» Trecho de origem
━━━━━━

Observe, por seguinte, que a própria Constituição Federal excepcionou o pagamento de pedágios em rodovias conservadas pelo Poder Público.

Por fim, é importante ressaltar que o princípio da liberdade de tráfego, assim como todos os demais primados relacionados às limitações ao poder de tributar, deve ser compatibilizado com os demais princípios constitucionais, como por exemplo, o da isonomia, segundo o qual todos devem, a princípio, serem tratados de forma igual.

2.2.6. Não discriminação

Semelhantemente com o que ocorre com princípio anteriormente citado, o princípio da não discriminação baseada na procedência ou destino foi concebido com o fito de cumprir as disposições do princípio federativo, dentre elas, a de manter a autonomia dos entes, e também de vedar a ocorrência de discriminação de uns para com os outros.

Com efeito, não seria constitucional determinada lei estadual, distrital ou municipal, que discriminasse qualquer dos demais entes por meio de tributos a eles direcionados.

Por exemplo, não seria dado a qualquer dos estados-membros elaborar lei no sentido de eleger alíquotas diferenciadas em razão da procedência ou destino de determinados bens e serviços de qualquer natureza.

Assim, se o estado-membro X estabelece em lei que os estados-membros Y e W pagarão n e que os estados-membros Z e K pagarão 2n, simplesmente por serem quem são, esta lei será evidentemente inconstitucional.

Ricardo Alexandre nos alerta que

“a União – e somente ela – está autorizada a estipular tratamento tributário diferenciado entre os Estados da federação tendo por meta diminuir as desigualdades socioeconômicas tão comuns no Brasil (item 2.10.1). Providências semelhantes, portanto, não são lícitas aos Estados e Municípios, sob pena de grave risco ao pacto federativo.”[31]

Calha bem lembrar ainda que esse princípio tem aplicação no âmbito interno, isto é, na relação entre os entes que compõem a República Federativa do Brasil, e só.

━━━━━━

» Registros brutos
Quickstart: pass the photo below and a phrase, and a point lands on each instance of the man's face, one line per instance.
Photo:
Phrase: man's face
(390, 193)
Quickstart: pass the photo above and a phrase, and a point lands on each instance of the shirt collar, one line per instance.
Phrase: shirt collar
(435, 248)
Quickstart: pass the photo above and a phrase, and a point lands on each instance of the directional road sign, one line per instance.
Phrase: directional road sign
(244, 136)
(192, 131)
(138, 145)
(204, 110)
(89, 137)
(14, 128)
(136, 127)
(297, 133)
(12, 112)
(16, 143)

━━━━━━

» Instrução 1
No trecho sobre limitações ao poder de tributar, edite a parte que começa nas palavras que contêm "Com efeito, não" e termina em "a eles direcionados.", trocando "tributos" por "impostos".
» Instrução 2
Reescreva de forma mais curta o parágrafo do trecho sobre limitações ao poder de tributar que começa com "Semelhantemente com o que ocorre", mantendo seus fatos principais.
» Instrução 3
Dê continuidade ao trecho sobre limitações ao poder de tributar a partir da última frase apresentada.
Os registros vêm de outra fonte, sem ligação com o trecho.

» Resposta esperada 1
Com efeito, não seria constitucional determinada lei estadual, distrital ou municipal, que discriminasse qualquer dos demais entes por meio de impostos a eles direcionados.

» Resposta esperada 2
Assim como o princípio anterior, o da não discriminação baseada na procedência ou destino foi criado para cumprir o princípio federativo: preservar a autonomia dos entes e impedir que discriminem uns aos outros.

» Resposta esperada 3
Dessa forma, não são inválidos os tratamentos diferenciados conferidos a outros países, pois aí já estamos a envolver a soberania do Estado.

No entanto, se o Estado brasileiro optar por bem elevar o valor do IPVA para veículos importados, em razão de sua procedência, não poderá fazê-lo, pois após o ingresso no país, todos os carros devem se submeter à legislação vigente.

Ao final, cumpre destacar que esse princípio está delineado no artigo 152 da Constituição Federal de 1988[32].

2.3. Espécies de limitação

Doutrina e jurisprudência fazem uma série de classificações acerca das espécies de limitações ao poder de tributar.

Dentre todas elas, abordaremos, e forma muito superficial, as mais relevantes e que podem levar o leitor à reflexão quanto ao tema principal do trabalho, isto é, se as imunidades recíprocas concernentes às sociedades de economia mistas podem ser enquadradas em alguma dessas classificações.

Para não alongar demasiadamente a presente pesquisa, será utilizada a classificação defendida por Humberto Ávila[33]. São elas: a) limitações implícitas e explícitas; b) limitações formais e materiais; e; c) limitações de primeiro grau e limitações de segundo grau.

2.3.1. Limitações implícitas x explícitas

Tal como o nome indica, as limitações implícitas e explícitas são simples assim. Se previstas expressamente, estaremos diante de limitações expressas, tais como aquelas constantes dos sete incisos, e respectivos parágrafos, do artigo 150 da Carta Magna.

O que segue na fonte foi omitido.